Short task: Please copy the lines below word for word, with no changes.

Data to process:
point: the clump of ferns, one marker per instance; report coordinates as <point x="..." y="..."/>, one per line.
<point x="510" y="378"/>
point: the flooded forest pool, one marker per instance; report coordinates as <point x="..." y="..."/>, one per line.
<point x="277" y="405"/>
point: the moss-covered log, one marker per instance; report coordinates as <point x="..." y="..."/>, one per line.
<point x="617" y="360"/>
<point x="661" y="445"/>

Solution for this task:
point: the clump of ferns, one marker per instance; report coordinates as <point x="..." y="..."/>, one per line.
<point x="510" y="378"/>
point: the flooded forest pool, one marker per instance; report coordinates as <point x="..." y="..."/>, one per line.
<point x="277" y="405"/>
point: the moss-covered log, one marker per instance; report coordinates as <point x="..." y="..."/>, one per line.
<point x="617" y="360"/>
<point x="661" y="445"/>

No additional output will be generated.